-- Work item --
Reproduce each entry below verbatim.

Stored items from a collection
• • • • • • •
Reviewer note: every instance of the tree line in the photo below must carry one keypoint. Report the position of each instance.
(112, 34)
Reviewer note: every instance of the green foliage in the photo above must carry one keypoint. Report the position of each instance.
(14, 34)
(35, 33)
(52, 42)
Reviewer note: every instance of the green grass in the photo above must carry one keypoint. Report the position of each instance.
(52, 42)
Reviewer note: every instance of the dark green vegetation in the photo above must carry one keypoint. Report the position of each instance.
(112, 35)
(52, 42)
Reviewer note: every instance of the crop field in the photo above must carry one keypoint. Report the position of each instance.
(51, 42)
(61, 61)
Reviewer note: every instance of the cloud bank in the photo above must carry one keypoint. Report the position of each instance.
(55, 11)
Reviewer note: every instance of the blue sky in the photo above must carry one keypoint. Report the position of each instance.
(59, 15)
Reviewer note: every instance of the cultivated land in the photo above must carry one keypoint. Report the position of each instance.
• • • • • • •
-- Response to this exercise --
Reviewer note: every instance of the tree line in the photo below must carry one keypoint. Report the position of each instance.
(112, 34)
Reviewer note: every instance of the green foliage in the photo above must carry one keypoint. Report the position of each instance.
(14, 34)
(35, 33)
(52, 42)
Reviewer note: every instance of the green grass in the photo above must carry one keypoint. Report the position of each instance.
(52, 42)
Reviewer note: every instance of the dark green vegetation in the photo above must carry one keypoint. Report the position of each instance.
(112, 35)
(52, 42)
Reviewer note: every instance of the crop field in the photo above must carry one keypoint. Report the position of each instance.
(51, 42)
(61, 61)
Reviewer note: every instance of the cloud bank in the photo above must carry one keypoint. Report the position of each instance.
(55, 11)
Reviewer note: every instance of the blue sky in the photo above must carry one keypoint. Report the position of each instance.
(59, 15)
Reviewer note: every instance of the cultivated land in the photo above must carry one keypoint. Report the position of each instance.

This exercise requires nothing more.